* Excerpted data
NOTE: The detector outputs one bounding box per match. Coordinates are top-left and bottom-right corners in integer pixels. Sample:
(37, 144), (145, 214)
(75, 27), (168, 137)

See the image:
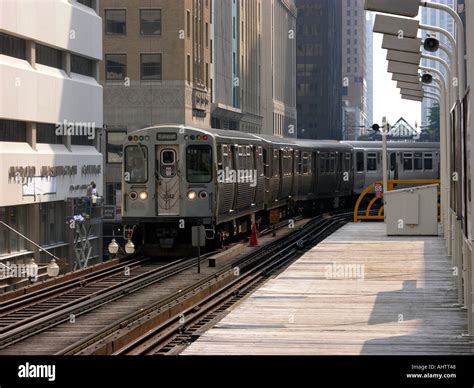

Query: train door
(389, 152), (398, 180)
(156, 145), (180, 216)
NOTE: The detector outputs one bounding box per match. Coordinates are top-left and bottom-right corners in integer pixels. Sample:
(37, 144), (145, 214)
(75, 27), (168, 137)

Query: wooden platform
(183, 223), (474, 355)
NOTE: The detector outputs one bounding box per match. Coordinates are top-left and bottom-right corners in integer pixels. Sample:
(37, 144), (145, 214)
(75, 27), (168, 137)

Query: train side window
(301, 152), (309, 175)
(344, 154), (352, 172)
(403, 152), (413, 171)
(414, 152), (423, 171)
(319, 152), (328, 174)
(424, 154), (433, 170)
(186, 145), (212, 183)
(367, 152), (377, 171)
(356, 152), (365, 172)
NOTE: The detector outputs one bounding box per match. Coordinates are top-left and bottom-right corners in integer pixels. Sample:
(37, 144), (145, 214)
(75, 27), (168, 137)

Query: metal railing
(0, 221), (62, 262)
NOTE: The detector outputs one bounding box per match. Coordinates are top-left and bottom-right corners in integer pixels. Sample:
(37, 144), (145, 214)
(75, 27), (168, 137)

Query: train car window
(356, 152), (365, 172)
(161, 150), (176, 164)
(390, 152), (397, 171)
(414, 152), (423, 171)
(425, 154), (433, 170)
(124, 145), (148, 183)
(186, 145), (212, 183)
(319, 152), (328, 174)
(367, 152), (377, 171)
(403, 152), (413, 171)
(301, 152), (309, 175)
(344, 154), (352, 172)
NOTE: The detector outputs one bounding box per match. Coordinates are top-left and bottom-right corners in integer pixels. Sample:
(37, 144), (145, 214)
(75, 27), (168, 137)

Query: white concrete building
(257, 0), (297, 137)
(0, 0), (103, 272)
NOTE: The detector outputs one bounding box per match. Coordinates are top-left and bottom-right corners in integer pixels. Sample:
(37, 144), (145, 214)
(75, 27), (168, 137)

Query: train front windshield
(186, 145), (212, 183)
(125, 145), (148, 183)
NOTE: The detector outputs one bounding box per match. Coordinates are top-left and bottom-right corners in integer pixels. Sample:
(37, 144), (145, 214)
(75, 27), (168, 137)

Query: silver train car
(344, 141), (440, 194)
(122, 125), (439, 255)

* Goal
Please write out every one of the items above word for word, leaving the pictures out.

* Written response
NOTE: The detector outputs one bounding box per match. Coordinates are top-left and bottom-right corners in integer pixels. Sample:
(37, 144), (145, 214)
(75, 27), (168, 137)

See the image:

Query: train door
(389, 152), (398, 180)
(156, 145), (180, 216)
NOTE: The detector outputs one bounding box per match. Coordinates are top-left and bottom-right corners in integer pixels. Sample:
(37, 144), (145, 214)
(75, 27), (168, 137)

Query: wooden platform
(183, 223), (474, 355)
NOTE: The detector outputs one bounding box per match. Coordinates are top-left and bottom-right corners in integer pixels. Sample:
(37, 144), (145, 214)
(75, 27), (168, 137)

Query: train side window
(301, 152), (309, 175)
(344, 154), (352, 172)
(403, 152), (413, 171)
(414, 152), (423, 171)
(319, 152), (328, 174)
(424, 154), (433, 170)
(186, 145), (212, 183)
(367, 152), (377, 171)
(356, 152), (365, 172)
NOTE: The detector outputs one bounding box per match. Coordinates are top-left and bottom-right corners in integer pixels. Sample:
(37, 144), (145, 214)
(75, 27), (168, 137)

Query: metal railing
(0, 221), (62, 262)
NOTE: The detector outputs one bounding box per match. Coordinates are top-left and bottom-right corners in integer pixels. Sample:
(37, 144), (145, 214)
(75, 27), (168, 137)

Query: train car window
(356, 152), (365, 172)
(161, 150), (176, 164)
(390, 152), (397, 171)
(414, 152), (423, 171)
(425, 154), (433, 170)
(124, 145), (148, 183)
(186, 145), (212, 183)
(319, 152), (328, 174)
(367, 152), (377, 171)
(403, 152), (413, 171)
(301, 152), (309, 175)
(344, 154), (352, 172)
NOTE: The detector outputs one bounding box per match. Coordinates are top-left and bottom-right corners in integer pixels. Sample:
(37, 144), (145, 214)
(75, 27), (168, 137)

Query: white concrete building
(257, 0), (297, 137)
(0, 0), (103, 272)
NOTE: The detector outputs one bounding box per match. Coordinates are top-left and bottom-right corners in integer pixels. Sample:
(37, 144), (145, 214)
(75, 27), (168, 137)

Query: train front windshield
(186, 145), (212, 183)
(125, 145), (148, 183)
NOTE: The detector outputs one bounding box per match. Coordinates are top-left and bottom-right corners in integer pixels. Sample:
(37, 144), (145, 214)
(75, 27), (168, 137)

Query: silver train car
(344, 141), (440, 194)
(122, 125), (439, 255)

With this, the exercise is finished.